Location identification items

........

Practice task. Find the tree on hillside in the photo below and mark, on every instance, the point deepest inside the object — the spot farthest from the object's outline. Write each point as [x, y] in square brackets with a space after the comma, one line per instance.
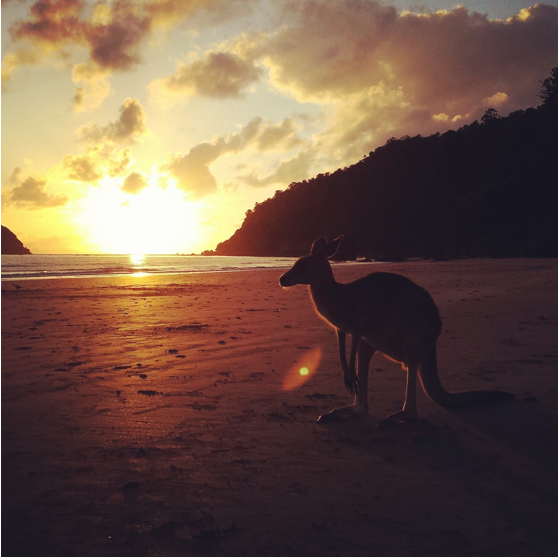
[549, 90]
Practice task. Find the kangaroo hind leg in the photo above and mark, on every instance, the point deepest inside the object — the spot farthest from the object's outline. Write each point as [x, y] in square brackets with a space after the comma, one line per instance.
[408, 411]
[360, 406]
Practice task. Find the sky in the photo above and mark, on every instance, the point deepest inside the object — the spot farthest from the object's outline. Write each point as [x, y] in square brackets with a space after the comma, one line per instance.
[153, 126]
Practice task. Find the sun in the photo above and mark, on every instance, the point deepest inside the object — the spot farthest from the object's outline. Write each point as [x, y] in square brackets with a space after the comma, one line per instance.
[157, 220]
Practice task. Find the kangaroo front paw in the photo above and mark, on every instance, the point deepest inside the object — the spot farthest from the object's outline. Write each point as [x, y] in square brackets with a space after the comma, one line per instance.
[351, 382]
[344, 412]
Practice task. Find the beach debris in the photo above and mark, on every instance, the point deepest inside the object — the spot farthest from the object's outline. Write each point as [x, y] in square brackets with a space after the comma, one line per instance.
[195, 326]
[130, 492]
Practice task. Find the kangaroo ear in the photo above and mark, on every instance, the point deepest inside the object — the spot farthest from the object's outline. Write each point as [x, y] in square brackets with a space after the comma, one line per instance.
[332, 247]
[318, 245]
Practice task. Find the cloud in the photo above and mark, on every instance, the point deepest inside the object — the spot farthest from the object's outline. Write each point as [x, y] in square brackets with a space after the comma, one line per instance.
[296, 168]
[31, 193]
[192, 171]
[94, 86]
[112, 34]
[378, 73]
[134, 183]
[81, 168]
[130, 125]
[101, 157]
[218, 74]
[119, 164]
[327, 50]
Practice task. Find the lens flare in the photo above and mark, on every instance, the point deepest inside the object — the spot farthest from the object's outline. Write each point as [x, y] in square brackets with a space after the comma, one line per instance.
[303, 370]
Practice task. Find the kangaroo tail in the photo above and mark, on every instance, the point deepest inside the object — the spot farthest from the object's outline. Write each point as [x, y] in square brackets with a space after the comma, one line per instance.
[432, 386]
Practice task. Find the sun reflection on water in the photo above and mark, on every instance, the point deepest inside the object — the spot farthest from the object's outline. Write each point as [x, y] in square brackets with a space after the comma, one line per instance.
[137, 259]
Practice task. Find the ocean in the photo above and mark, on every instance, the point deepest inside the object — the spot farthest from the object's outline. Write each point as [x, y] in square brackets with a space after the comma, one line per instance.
[22, 267]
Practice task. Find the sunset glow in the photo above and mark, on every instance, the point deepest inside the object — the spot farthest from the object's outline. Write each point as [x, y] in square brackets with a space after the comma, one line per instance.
[161, 141]
[303, 370]
[153, 221]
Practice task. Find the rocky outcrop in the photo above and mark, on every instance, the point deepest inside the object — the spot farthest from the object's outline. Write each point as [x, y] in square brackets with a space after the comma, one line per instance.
[11, 245]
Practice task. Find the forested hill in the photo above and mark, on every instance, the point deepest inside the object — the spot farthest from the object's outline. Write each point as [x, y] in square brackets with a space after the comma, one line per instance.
[487, 189]
[11, 245]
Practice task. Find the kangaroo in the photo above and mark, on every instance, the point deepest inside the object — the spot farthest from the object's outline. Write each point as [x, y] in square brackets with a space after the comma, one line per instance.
[386, 313]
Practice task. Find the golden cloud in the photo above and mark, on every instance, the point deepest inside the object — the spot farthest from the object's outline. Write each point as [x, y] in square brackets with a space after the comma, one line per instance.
[130, 125]
[218, 74]
[134, 183]
[192, 171]
[31, 192]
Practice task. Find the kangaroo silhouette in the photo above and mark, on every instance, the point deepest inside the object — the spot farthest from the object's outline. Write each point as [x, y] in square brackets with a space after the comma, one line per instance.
[386, 313]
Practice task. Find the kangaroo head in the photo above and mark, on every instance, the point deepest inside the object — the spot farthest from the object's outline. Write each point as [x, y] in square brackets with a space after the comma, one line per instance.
[314, 267]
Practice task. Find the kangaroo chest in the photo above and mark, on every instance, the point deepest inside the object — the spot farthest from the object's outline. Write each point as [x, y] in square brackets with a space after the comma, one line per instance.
[334, 310]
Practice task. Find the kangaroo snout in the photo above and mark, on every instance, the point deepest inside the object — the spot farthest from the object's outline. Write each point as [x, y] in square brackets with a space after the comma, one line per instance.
[285, 280]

........

### WORK REQUIRED
Everything from the line with "Practice task. Find the kangaroo chest" to the end of the listing above needs to be duplicated exactly, both end lines included, with nothing more.

### WORKED SOLUTION
Practice task. Find the kangaroo chest in the photo above and mark, on every instance, the point deepest inside the object — the spot farthest from the object's outline. Write each point as [x, y] in square brackets with a space after the comma, one line per instance.
[334, 310]
Practice task. Find the kangaroo snout in the photo above and mark, on every instance, the point deepest inside the object — the spot farthest from the object's outline. Write each point as [x, y] in square brackets with a space after the comma, one line per instance.
[285, 280]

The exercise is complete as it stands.